Text to read.
** Start **

Re: Proposed change to the OWL-2 Direct Semantics entailment regime from Enrico Franconi on 2010-11-30 (public-rdf-dawg@w3.org from October to December 2010)

From: Enrico Franconi <franconi@inf.unibz.it>
Date: Tue, 30 Nov 2010 15:20:07 +0100
To: SPARQL Working Group <public-rdf-dawg@w3.org>
Message-Id: <D08B66A2-CC14-4DB2-9F6E-42C28698378C@inf.unibz.it>
On 30 Nov 2010, at 13:16, Bijan Parsia wrote:

> On 30 Nov 2010, at 09:57, Enrico Franconi wrote:
> 
>> Currently, bnodes in a BGP bind only to individuals or other bnodes. According to the formal semantics (and the spirit) of RDF, bnodes represent existential (but unknown) information. If the information is encoded in RDF (or in other simple languages where existential information can always be uniquely and exactly materialised explicitly as bnodes, like RDFS and OWL-RL) then the existential meaning of bnodes in queries is correctly captured by binding them just to individuals or other bnodes. However, in OWL-2 Direct Semantics entailment regime a lot of existential information remain necessarily implicit, and we would weaken the notion of answer (wrt standard OWL-2 Direct Semantics entailment regime in 25 years of description logics literature) if we do not treat bnodes in BGPs properly.
> 
> I'd prefer a more neutral term, such as "treat bnodes in BGPs according to a straightforward extrapolation from the RDF semantics". I would argue, myself, that that isn't the proper way to treat them. Indeed, I would argue (and have a lot) that it's not the proper way to treat them in RDF graphs :)

uh? If you look at the model theory of RDF, being existentially bound is exactly the semantics of bnodes. Implementation-wise, we can bind bnodes to individuals or other bnodes just because RDF, RDFS, RDF-RL are "simple" languages and this implementation would be correct (and simple! and elegant!).

As a theoretician, if you think to classical entailment as inclusion between models, then you have no other choice than to agree with me. Consider a boolean query as a BGP (i.e., a RDF graph without variables at all, but just individuals and bnodes), and a RDF graph as data; the answer of the BGP query over the RDF data graph is true if and only if all the models of the RDF data graph are among the models of the BGP query -- and this with the *standard RDF* model theory (as in the PHayes document). This is the way queries are defined everywhere.
In my example:

DATA GRAPH G (the same as before):
A = R some Thing
B = R max 0 Thing

:john :friend :mary
:john friend :andrea
:mary :loves :andrea
:andrea :loves :paul
:mary rdf:type A
:paul rdf:type B

QUERY Q (now it is a boolean query without query variables):
{:john friend _:y, _:y rdf:type A, _:y loves _:z, _:z rdf:type B}

ANSWER: true,
because models(G) \subseteq models(Q)

>> So, my proposal would be - only in the case of the OWL Direct Semantics entailment regime - to allow (as an option -- say, with a flag -- or as an additional definition) for an extended meaning of bnodes in the query as proper existential nodes. In this case the answer to a query - when bnodes in the answer are filtered out - is monotonically richer (that is, any non-bnode element of the answer set in the original semantics is also in the answer set of this stronger semantics, but not viceversa).
> 
> Yes, but filtering BNodes removes answers.

That's what I said.

> And most users experience and expect the BNodes.

** End **

Written problem. In the message above, rewrite the paragraph beginning "As a theoretician, if you think" as a short bulleted list that keeps its main facts.

Data shown.
** Start **

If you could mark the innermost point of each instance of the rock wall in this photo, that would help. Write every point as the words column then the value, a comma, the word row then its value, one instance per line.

** End **

Exercise output.
- If classical entailment is seen as inclusion between models, one has no choice but to agree with the writer.
- A boolean query can be treated as a BGP: an RDF graph with no variables, only individuals and bnodes.
- With an RDF graph as the data, the query's answer is true if and only if all models of the data graph are among the models of the BGP query.
- This holds under the standard RDF model theory, as in the PHayes document.
- This is how queries are defined everywhere.